↓
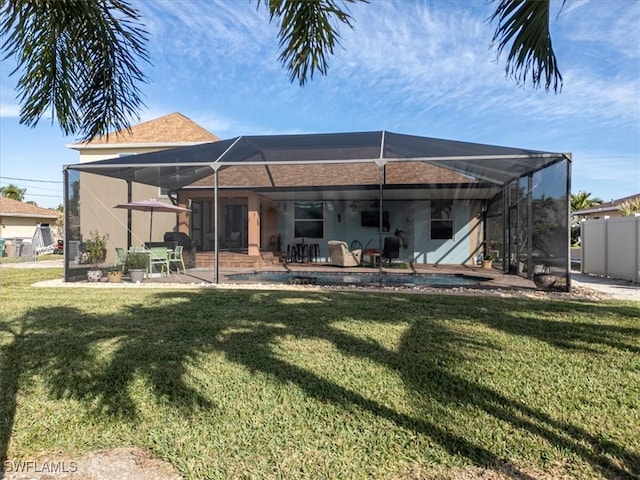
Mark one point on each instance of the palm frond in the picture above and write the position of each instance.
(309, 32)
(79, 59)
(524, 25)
↑
↓
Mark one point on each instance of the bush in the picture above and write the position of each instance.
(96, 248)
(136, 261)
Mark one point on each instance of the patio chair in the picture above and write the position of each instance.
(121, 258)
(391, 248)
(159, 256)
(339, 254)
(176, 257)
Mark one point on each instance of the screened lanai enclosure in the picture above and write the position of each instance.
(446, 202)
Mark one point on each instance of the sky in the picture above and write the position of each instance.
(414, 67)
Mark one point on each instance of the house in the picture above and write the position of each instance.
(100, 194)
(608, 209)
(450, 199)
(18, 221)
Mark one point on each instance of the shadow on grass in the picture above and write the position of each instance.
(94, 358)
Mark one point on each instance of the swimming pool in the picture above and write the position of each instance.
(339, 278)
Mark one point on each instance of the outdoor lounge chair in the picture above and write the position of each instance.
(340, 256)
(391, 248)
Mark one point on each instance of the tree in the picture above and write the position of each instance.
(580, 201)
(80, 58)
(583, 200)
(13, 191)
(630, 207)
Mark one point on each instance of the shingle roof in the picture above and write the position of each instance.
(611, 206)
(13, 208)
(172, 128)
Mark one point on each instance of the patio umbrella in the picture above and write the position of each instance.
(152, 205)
↑
Pull out each line in the items above that contains the word "chair", copying it in full.

Mark one point on each instance of the patio chair in the picture above and write the position of each instance.
Mark one point on each instance of the outdoor lounge chair in the picture above and write the position of each instance.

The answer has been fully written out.